◆ Problem to work on:
The line with "Target: blue sky", the line with "of the shadow", and all lines between them in the material below: return these exactly, and no others.

◆ Provided material:
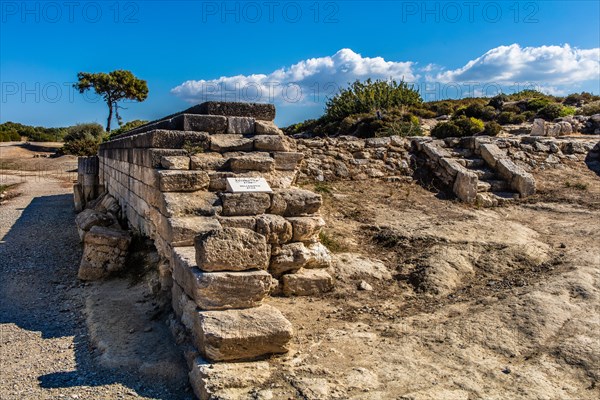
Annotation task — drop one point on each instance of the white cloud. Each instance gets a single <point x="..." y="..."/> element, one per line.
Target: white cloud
<point x="506" y="65"/>
<point x="309" y="81"/>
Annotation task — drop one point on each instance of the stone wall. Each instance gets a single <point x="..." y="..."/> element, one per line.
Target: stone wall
<point x="223" y="252"/>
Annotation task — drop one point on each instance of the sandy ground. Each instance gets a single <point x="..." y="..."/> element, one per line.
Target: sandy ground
<point x="466" y="303"/>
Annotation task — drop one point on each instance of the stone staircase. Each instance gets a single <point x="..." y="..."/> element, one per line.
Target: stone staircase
<point x="476" y="170"/>
<point x="224" y="251"/>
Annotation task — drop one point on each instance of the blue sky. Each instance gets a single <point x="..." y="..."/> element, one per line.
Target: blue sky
<point x="289" y="52"/>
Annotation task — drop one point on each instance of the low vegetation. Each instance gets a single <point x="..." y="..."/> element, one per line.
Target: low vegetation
<point x="387" y="108"/>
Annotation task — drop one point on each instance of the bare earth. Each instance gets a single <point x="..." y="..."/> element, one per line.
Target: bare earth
<point x="466" y="303"/>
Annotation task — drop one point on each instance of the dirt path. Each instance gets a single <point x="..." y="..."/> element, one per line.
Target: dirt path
<point x="45" y="351"/>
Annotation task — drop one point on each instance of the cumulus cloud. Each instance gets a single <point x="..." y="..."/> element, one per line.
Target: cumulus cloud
<point x="302" y="88"/>
<point x="506" y="65"/>
<point x="308" y="81"/>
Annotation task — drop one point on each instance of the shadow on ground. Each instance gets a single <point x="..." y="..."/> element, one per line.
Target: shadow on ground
<point x="40" y="292"/>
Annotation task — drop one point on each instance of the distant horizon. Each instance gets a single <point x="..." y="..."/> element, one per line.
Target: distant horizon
<point x="293" y="60"/>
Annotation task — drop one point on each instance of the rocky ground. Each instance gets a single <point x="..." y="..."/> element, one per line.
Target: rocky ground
<point x="435" y="299"/>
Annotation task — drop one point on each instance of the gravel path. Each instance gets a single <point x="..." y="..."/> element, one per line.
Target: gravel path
<point x="44" y="348"/>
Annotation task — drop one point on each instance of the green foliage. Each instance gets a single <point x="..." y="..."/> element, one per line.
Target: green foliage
<point x="567" y="110"/>
<point x="498" y="101"/>
<point x="492" y="128"/>
<point x="33" y="133"/>
<point x="370" y="96"/>
<point x="82" y="131"/>
<point x="537" y="104"/>
<point x="477" y="110"/>
<point x="86" y="146"/>
<point x="127" y="126"/>
<point x="113" y="87"/>
<point x="509" y="117"/>
<point x="591" y="108"/>
<point x="551" y="111"/>
<point x="446" y="129"/>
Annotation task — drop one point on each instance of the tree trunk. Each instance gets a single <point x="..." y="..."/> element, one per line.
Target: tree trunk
<point x="109" y="102"/>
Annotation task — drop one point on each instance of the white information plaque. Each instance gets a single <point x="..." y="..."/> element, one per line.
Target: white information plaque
<point x="248" y="185"/>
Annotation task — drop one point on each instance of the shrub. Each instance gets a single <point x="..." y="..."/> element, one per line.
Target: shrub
<point x="537" y="104"/>
<point x="492" y="128"/>
<point x="87" y="146"/>
<point x="591" y="108"/>
<point x="446" y="129"/>
<point x="83" y="131"/>
<point x="567" y="111"/>
<point x="498" y="101"/>
<point x="551" y="111"/>
<point x="509" y="117"/>
<point x="369" y="96"/>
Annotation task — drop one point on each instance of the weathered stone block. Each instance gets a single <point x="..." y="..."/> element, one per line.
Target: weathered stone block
<point x="238" y="222"/>
<point x="491" y="153"/>
<point x="251" y="163"/>
<point x="295" y="202"/>
<point x="231" y="249"/>
<point x="287" y="161"/>
<point x="235" y="335"/>
<point x="240" y="125"/>
<point x="274" y="143"/>
<point x="307" y="282"/>
<point x="258" y="111"/>
<point x="182" y="230"/>
<point x="213" y="124"/>
<point x="237" y="204"/>
<point x="306" y="229"/>
<point x="267" y="128"/>
<point x="227" y="143"/>
<point x="182" y="181"/>
<point x="177" y="204"/>
<point x="465" y="186"/>
<point x="208" y="161"/>
<point x="175" y="162"/>
<point x="274" y="228"/>
<point x="218" y="290"/>
<point x="227" y="380"/>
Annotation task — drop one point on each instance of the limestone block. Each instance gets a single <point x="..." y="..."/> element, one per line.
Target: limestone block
<point x="465" y="186"/>
<point x="287" y="161"/>
<point x="274" y="143"/>
<point x="258" y="111"/>
<point x="307" y="282"/>
<point x="238" y="222"/>
<point x="491" y="153"/>
<point x="231" y="249"/>
<point x="218" y="290"/>
<point x="213" y="124"/>
<point x="182" y="181"/>
<point x="182" y="230"/>
<point x="267" y="128"/>
<point x="295" y="202"/>
<point x="208" y="161"/>
<point x="306" y="229"/>
<point x="251" y="163"/>
<point x="227" y="380"/>
<point x="538" y="128"/>
<point x="177" y="204"/>
<point x="238" y="204"/>
<point x="226" y="143"/>
<point x="276" y="229"/>
<point x="236" y="335"/>
<point x="240" y="125"/>
<point x="175" y="162"/>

◆ Result:
Target: blue sky
<point x="289" y="52"/>
Annotation task — drop one point on each instance of the low vegetation. Each instance gets a single <point x="..." y="..."/> element, one per line.
Target: low vegetation
<point x="387" y="108"/>
Annotation task — drop one point on each instance of the bare earth. Each instance gets a single <point x="..." y="..."/> element, one per line.
Target: bare earth
<point x="466" y="303"/>
Annotation task — drop one point on each instance of the dirt path. Each instance gets a single <point x="..." y="..."/> element, one per line.
Target: dirt path
<point x="45" y="351"/>
Annotation task — drop one point on each instance of the cumulus cloud. Each instance gets a single <point x="..." y="..."/> element, one per line.
Target: cumulus cloud
<point x="302" y="88"/>
<point x="506" y="65"/>
<point x="308" y="81"/>
Annotation task — drop one point on each instance of the shadow on ground. Each instance gets a single <point x="..." y="..."/> element, one per line.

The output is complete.